---------- Record set ----------

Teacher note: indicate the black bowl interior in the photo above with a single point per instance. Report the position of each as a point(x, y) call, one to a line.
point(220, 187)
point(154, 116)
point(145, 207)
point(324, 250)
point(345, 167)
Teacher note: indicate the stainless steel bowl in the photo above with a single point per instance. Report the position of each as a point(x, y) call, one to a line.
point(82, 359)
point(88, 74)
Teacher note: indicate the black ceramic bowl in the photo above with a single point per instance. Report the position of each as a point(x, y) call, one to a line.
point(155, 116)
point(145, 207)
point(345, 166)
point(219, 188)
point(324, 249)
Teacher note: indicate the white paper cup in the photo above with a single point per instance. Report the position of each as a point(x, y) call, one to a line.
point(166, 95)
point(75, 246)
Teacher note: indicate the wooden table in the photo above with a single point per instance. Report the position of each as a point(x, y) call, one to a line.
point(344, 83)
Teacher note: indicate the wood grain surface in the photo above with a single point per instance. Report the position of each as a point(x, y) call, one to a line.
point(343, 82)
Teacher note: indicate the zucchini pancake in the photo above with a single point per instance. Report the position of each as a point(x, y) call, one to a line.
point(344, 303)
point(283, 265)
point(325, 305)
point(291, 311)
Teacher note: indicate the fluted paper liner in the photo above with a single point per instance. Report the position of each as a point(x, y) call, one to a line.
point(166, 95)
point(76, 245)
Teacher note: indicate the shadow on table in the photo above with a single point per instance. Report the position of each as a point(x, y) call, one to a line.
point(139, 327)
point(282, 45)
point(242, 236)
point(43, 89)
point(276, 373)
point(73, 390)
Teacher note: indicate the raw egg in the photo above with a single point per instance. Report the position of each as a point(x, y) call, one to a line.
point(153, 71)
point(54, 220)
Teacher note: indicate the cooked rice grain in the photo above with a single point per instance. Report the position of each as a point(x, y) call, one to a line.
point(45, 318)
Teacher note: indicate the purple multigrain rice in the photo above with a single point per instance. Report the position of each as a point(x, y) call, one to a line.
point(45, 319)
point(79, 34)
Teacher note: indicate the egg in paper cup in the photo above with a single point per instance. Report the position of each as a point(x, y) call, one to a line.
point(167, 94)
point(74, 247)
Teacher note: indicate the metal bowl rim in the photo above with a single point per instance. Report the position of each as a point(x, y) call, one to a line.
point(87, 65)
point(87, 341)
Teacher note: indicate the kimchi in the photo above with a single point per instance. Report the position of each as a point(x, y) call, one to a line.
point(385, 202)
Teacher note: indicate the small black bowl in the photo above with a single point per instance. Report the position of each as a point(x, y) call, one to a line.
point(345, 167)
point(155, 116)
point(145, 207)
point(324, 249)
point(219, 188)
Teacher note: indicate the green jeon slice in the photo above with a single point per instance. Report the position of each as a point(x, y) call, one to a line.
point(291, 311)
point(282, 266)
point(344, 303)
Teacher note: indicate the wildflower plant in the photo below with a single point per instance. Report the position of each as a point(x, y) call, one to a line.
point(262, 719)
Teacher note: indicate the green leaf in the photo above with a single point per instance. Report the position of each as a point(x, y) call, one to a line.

----------

Directions for this task: Give back each record exactly, from the first line through the last.

Solution to this exercise:
Teacher note: indicate the black bowl interior in the photo above with a single point per instance. Report the position of each as a point(x, y) call, one to a line.
point(220, 187)
point(154, 116)
point(145, 207)
point(324, 250)
point(345, 167)
Teacher note: indicate the stainless steel bowl in the photo above with a single point per instance. Report the position of each as a point(x, y) call, one to a line.
point(82, 359)
point(88, 74)
Teacher note: indicate the black ceramic bowl in the photo above with a single point per instance. Report the position of each as a point(x, y) call, one to a line.
point(155, 116)
point(145, 207)
point(345, 166)
point(219, 188)
point(324, 249)
Teacher note: indicate the white paper cup in the photo above with a single point per instance. Report the position of each as a point(x, y) call, one to a line.
point(166, 95)
point(75, 246)
Teacher note: indicate the wooden table in the photo above with a single point per instance. Report the position of each as a point(x, y) call, one to a line.
point(344, 83)
Teacher note: indicate the wood grain surface in the photo above with a single point per instance. Report the position of each as a point(x, y) call, one to a line.
point(343, 82)
Teacher note: indicate the zucchini pancake in the photo above with a single point per instance. Report the position of each as a point(x, y) call, one to a line.
point(344, 303)
point(283, 265)
point(325, 305)
point(291, 311)
Teacher note: indicate the fluted paper liner in the photo above with a single point per instance. Report the position of each as a point(x, y) call, one to a line.
point(166, 95)
point(76, 245)
Teacher note: indicate the shadow on table in the photo above with a single point per instance. Report the position of each as a point(x, y) call, one to a line.
point(139, 327)
point(282, 45)
point(242, 236)
point(43, 89)
point(276, 373)
point(73, 390)
Teacher note: indicate the raw egg in the photo above with a single point per instance. Report the position of each as a point(x, y) call, one to a line.
point(153, 71)
point(54, 220)
Teacher note: indicate the cooked rice grain in the photo above with a single point per instance. Report the position of each as a point(x, y) call, one to a line.
point(45, 318)
Teacher note: indicate the purple multigrain rice in the photo above with a single point per instance. Report the position of each as a point(x, y) call, one to a line.
point(45, 319)
point(79, 34)
Teacher note: indicate the egg in paper cup in the photo above with a single point per instance. Report the position of each as a point(x, y) call, one to a line.
point(167, 94)
point(74, 247)
Teacher note: indicate the metal bowl rim in the photo above with a single point per instance. Report the position of each as a point(x, y) call, one to a line.
point(87, 65)
point(87, 341)
Teacher note: indicate the kimchi in the photo above with a single point per instance. Report the position of each as a point(x, y) call, one to a line.
point(385, 202)
Teacher note: indicate the small black bowl in the photo above with a single point per instance. Report the position of each as a point(x, y) call, one to a line.
point(345, 167)
point(155, 116)
point(145, 207)
point(324, 249)
point(219, 188)
Teacher note: indicate the green jeon slice in the photo above with a single point per instance. Report the position of each as a point(x, y) call, one to a line.
point(291, 311)
point(282, 266)
point(344, 303)
Teacher note: indicate the wildflower plant in the photo below with a single point per instance. Report the position of each as a point(x, y) call, one to a line.
point(262, 719)
Teacher note: indicate the green leaf in the photo above with a single point per instance. Report the position of each as a point(x, y) call, one to a line.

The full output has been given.